** Opening Text for analysis block **

If everyone’s an astronaut, someone’s gotta be the redshirt.

Tripler
Just sayin’.

Short people.

Short people take up less space, weigh less, eat less, drink less, and breathe less. They’re a bit healthier than tall people, less likely to fall over and break a bone, and have better temperature management due to their high surface area/volume ratio.

Tall people basically just have a bunch of extra meat attached to them, which is pointless to bring along for a long trip where mass is at a premium.

I’ll go with six: two scientists, two medical professionals, two engineers. I don’t think the genders or existing relationships matter much because they’re all going to end up hating each other anyway.

QFT. Although I’ve enjoyed reading SF novels about Mars (Philip K. Dick’s Martian Time-Slip is my fave), I think a present-day trip to Mars is an absolutely TERRIBLE idea. We already have a pretty good idea what’s there. I see no need to spend billions (maybe trillions) of dollars on an incredibly dangerous and probably unsurvivable adventure, just for bragging rights and the ability to pick up an interesting rock.

Why do you think couples married for at least 5 years would be best for this? Most likely one of them won’t be able to function if the other dies, which would be highly likely on this kind of mission. IMHO, women would be disqualified for the early missions. You need hard men for this, not some guy that is worried about getting laid or taking care of his woman.

Sure, but from a PR/significant/interest standpoint, nothing beats human astronauts. No amount of unmanned drones, probes, rovers can or would capture even a fraction of the interest and hype that sending live flesh-and-blood humans to Mars would. The excitement and allure is simply not there with robots. People want that human narrative.

Apollo 13 captured great attention and spawned books, a movie, etc. because it involved three humans facing imminent death if a complex lifesaving solution couldn’t be found. Nobody would go to theaters to watch a movie about an unmanned Apollo spacecraft that developed a short circuit or something but NASA controllers found a way to fix remotely.

** Closing Text for analysis block **
** Opening Extracted information block **

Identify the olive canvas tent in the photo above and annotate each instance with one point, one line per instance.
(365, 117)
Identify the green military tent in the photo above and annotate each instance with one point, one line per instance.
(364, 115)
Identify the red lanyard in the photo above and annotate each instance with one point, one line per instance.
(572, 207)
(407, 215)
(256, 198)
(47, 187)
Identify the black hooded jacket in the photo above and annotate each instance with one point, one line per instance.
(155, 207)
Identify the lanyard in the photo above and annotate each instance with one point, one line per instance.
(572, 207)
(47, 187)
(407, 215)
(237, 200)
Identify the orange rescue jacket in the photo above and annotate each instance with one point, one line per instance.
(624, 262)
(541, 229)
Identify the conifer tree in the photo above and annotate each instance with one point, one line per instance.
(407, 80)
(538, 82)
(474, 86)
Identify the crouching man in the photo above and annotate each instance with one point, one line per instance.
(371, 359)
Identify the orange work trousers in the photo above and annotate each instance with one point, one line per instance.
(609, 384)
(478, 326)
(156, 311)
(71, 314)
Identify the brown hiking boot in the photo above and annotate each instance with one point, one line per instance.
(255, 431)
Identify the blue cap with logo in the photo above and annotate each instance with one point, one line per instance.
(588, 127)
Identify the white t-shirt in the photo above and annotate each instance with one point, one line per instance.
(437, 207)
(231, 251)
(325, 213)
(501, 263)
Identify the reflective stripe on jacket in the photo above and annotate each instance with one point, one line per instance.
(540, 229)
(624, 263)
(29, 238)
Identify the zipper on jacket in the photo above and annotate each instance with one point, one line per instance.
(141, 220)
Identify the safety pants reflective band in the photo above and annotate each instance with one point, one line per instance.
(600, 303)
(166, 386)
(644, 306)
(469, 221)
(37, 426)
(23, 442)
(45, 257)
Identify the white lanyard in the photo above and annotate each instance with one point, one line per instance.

** Closing Extracted information block **
** Opening Extracted information block **

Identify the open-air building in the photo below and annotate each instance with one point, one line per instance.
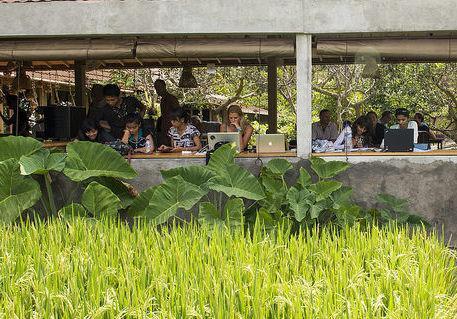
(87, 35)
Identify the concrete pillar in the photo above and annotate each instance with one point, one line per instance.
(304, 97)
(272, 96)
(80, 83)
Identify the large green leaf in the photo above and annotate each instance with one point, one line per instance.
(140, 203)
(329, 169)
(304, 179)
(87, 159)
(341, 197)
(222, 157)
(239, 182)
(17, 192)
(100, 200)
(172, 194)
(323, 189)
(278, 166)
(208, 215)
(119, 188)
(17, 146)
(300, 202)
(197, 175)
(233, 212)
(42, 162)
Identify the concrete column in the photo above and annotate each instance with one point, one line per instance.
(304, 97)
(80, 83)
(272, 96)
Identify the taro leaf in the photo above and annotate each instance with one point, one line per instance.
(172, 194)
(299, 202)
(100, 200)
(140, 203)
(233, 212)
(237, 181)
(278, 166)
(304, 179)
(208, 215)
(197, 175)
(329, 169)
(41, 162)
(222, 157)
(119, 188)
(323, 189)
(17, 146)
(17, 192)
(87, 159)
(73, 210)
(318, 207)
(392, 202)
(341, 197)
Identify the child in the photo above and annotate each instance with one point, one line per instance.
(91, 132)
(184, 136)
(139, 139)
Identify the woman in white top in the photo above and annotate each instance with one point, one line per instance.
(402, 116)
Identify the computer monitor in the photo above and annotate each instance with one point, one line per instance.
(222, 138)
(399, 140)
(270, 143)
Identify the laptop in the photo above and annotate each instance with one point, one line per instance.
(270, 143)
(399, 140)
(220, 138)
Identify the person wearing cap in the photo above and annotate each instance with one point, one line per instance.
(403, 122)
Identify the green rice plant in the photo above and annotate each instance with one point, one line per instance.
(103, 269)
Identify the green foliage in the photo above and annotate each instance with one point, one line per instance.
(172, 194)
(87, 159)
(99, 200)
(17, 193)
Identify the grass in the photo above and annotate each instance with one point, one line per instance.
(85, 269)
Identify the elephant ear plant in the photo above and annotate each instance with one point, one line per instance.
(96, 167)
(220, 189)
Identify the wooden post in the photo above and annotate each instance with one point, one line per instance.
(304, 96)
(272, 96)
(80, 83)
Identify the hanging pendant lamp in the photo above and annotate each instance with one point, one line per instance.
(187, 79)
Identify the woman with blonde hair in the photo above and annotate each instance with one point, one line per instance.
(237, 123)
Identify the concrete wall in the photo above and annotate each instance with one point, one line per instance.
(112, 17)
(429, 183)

** Closing Extracted information block **
** Opening Extracted information block **

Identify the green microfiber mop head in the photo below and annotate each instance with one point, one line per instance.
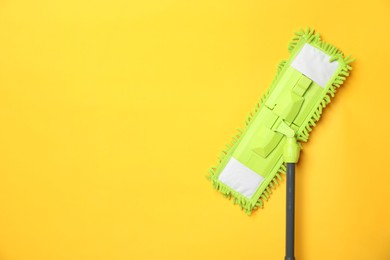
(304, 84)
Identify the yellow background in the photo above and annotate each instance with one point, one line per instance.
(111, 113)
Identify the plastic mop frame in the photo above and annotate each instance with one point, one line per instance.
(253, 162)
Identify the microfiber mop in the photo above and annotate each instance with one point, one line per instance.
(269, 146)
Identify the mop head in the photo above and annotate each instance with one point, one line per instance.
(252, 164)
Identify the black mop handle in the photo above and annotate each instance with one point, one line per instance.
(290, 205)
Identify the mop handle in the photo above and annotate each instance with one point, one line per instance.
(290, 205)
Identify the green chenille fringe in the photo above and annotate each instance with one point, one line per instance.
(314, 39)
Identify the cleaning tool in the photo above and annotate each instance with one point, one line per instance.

** Closing Extracted information block **

Exercises —
1. Rewrite the Mars discussion from "Sure, but from" to "to fix remotely.", replacing "robots" with "machines".
2. Extend the Mars discussion with new text that picks up right after its final sentence.
None of the data entries is needed for this work.

Answers below —
1.
Sure, but from a PR/significant/interest standpoint, nothing beats human astronauts. No amount of unmanned drones, probes, rovers can or would capture even a fraction of the interest and hype that sending live flesh-and-blood humans to Mars would. The excitement and allure is simply not there with machines. People want that human narrative.

Apollo 13 captured great attention and spawned books, a movie, etc. because it involved three humans facing imminent death if a complex lifesaving solution couldn’t be found. Nobody would go to theaters to watch a movie about an unmanned Apollo spacecraft that developed a short circuit or something but NASA controllers found a way to fix remotely.

2.
Well, only for vegetarian values of “pointless”…

This is a common notion that is fed in part by the fact that the Apollo XI EVA was the most watched televised event in history, but in general the public doesn’t really care all that much about space exploration, and certainly not to justify a mission cost of half a trillion dollars or more. Nor is there any “human narrative” that would enthrall viewers for weeks or months of a mostly boring ground exploration mission with geologists and planetary scientists collecting rocks and soil samples. There is plenty of enthusiasm among actual space enthusiasts for the Mars rovers and it much of NASA’s educational outreach is in reference to the ongoing Curiosity rover mission, which again costs a tiny fraction of a percent of the cost of a crewed mission for the scientific yield. The real purpose of space exploration should not be a stunt mission to plant a flag for cameras but to collect data and gain insight into the nature of the universe beyond our planet, both for general knowledge and because we often gain more information pertinent to our own existence.

Stranger

All women crew, but with a cryo sperm bank, so they can repopulate the species. This gives the chance of the greatest genetic diversity with the fewest number of crew that needs to be supported early on.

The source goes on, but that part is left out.